* _Supplied material_:
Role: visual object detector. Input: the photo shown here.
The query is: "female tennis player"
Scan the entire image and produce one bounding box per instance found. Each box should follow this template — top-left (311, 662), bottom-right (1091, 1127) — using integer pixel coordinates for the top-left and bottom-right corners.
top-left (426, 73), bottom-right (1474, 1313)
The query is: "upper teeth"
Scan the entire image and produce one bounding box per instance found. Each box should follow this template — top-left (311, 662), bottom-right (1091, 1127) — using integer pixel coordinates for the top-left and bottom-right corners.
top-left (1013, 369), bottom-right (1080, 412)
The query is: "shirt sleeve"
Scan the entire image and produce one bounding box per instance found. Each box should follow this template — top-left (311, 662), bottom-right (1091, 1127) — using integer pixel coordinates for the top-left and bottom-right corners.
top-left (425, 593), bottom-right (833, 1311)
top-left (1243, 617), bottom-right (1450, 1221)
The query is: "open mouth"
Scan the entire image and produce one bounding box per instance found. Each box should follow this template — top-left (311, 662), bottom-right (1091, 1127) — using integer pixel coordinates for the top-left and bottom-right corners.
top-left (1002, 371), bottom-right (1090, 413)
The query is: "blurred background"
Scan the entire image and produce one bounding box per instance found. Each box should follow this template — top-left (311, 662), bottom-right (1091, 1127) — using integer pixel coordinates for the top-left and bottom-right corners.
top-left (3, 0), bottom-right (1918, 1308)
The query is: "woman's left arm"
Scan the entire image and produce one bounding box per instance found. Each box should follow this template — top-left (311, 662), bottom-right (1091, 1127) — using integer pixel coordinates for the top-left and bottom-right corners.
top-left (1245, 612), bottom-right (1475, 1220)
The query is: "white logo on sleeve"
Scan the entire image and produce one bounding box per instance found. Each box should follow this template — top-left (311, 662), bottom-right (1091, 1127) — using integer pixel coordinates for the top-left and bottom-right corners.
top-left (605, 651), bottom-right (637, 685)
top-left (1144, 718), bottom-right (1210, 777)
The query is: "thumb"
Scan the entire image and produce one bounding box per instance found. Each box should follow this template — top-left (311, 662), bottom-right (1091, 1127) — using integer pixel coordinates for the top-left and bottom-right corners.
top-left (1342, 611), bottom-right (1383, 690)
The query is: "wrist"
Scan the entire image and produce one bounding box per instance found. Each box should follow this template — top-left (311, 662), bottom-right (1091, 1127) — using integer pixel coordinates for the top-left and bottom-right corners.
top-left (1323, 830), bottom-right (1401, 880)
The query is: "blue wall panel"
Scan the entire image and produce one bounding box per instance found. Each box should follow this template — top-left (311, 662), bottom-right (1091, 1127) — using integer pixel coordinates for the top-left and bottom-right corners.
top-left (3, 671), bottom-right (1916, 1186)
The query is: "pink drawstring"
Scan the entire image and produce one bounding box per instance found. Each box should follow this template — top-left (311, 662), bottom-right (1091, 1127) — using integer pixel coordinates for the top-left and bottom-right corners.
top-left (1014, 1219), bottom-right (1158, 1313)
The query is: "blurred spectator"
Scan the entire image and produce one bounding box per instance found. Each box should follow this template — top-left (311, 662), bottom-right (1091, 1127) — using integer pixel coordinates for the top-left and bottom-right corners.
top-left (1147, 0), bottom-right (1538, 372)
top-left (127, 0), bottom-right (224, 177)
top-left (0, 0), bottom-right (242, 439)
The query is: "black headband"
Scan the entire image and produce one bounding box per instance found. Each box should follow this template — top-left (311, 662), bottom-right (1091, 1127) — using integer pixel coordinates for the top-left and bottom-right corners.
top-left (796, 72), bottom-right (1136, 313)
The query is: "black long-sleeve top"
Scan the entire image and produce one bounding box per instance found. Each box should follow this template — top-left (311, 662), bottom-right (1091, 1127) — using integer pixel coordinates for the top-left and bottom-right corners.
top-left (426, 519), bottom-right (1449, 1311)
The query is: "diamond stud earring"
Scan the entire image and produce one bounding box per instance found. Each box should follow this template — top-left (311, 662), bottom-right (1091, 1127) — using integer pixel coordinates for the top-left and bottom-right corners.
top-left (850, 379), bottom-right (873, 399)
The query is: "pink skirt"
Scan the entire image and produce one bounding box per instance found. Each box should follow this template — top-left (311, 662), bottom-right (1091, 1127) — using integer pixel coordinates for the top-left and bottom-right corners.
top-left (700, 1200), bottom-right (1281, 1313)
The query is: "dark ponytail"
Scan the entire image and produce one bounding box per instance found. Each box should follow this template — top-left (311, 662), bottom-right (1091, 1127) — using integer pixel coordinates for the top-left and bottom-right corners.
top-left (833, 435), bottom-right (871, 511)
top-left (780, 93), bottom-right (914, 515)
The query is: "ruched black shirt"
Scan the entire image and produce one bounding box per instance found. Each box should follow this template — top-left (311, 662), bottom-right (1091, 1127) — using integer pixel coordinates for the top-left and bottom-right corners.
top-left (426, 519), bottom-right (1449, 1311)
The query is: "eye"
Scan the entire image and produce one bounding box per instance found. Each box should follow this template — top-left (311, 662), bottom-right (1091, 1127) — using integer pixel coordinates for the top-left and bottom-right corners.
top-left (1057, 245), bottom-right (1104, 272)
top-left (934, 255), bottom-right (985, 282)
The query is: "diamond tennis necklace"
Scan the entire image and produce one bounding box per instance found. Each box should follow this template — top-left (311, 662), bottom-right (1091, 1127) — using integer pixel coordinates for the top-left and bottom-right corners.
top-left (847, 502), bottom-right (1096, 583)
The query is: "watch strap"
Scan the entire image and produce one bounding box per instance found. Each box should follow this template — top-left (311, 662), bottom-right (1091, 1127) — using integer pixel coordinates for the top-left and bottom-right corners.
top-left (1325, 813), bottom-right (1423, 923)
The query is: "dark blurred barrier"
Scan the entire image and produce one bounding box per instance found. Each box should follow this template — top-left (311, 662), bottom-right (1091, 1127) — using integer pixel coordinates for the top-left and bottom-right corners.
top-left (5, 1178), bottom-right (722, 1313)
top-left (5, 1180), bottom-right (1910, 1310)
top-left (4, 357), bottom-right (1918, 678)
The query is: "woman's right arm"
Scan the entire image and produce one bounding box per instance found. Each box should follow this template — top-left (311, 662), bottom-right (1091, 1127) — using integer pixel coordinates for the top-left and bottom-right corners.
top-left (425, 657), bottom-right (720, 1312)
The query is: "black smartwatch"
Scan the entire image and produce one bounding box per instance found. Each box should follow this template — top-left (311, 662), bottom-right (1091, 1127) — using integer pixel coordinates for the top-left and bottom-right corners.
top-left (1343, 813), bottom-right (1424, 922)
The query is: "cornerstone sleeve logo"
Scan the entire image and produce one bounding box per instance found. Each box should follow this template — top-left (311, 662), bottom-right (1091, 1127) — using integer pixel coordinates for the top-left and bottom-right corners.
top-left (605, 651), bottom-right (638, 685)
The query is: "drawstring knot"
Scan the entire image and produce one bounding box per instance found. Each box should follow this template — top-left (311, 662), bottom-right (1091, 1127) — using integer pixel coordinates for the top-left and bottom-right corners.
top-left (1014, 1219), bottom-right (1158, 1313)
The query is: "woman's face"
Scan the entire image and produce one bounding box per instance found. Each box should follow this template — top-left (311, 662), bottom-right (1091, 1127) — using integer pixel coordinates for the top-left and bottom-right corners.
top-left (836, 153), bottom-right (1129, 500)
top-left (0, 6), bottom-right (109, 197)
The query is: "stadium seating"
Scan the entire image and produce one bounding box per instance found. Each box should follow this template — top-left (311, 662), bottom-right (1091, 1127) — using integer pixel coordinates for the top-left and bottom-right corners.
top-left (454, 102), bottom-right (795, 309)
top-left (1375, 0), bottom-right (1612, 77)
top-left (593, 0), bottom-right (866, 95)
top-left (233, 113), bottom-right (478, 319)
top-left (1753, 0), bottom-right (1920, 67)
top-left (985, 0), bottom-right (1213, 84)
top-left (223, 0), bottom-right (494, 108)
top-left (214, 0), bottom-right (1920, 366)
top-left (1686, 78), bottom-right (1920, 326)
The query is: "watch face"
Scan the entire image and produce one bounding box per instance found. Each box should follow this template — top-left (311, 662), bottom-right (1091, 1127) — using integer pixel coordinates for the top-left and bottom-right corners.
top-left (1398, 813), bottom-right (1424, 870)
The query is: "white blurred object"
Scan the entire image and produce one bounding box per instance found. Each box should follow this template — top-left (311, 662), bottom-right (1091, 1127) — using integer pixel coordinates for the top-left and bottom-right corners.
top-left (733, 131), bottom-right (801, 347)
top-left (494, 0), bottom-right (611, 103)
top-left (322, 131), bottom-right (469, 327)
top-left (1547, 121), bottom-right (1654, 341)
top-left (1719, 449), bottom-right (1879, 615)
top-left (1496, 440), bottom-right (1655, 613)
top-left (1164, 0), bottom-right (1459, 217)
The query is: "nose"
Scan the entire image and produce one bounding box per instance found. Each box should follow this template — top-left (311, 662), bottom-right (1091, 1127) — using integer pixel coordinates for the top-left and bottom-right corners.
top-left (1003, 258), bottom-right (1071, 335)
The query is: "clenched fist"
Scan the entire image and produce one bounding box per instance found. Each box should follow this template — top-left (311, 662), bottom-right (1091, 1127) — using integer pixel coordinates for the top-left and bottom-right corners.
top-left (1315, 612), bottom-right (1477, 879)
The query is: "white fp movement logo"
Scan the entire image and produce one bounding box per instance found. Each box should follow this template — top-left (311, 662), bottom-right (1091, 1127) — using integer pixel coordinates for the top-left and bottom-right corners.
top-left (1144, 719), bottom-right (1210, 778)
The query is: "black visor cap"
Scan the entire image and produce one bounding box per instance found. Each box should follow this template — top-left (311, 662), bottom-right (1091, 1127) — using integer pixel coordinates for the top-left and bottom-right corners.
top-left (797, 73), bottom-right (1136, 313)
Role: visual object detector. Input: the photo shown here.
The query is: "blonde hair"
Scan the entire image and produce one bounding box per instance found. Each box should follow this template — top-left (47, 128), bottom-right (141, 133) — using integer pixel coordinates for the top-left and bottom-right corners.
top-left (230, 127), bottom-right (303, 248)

* _What you need to do_:
Please copy each line of the material that contains the word "sleeve".

* _Task result_:
The query is: "shirt sleeve"
The query is: "white logo on sleeve"
The query is: "black long-sleeve top"
The query is: "cornerstone sleeve logo"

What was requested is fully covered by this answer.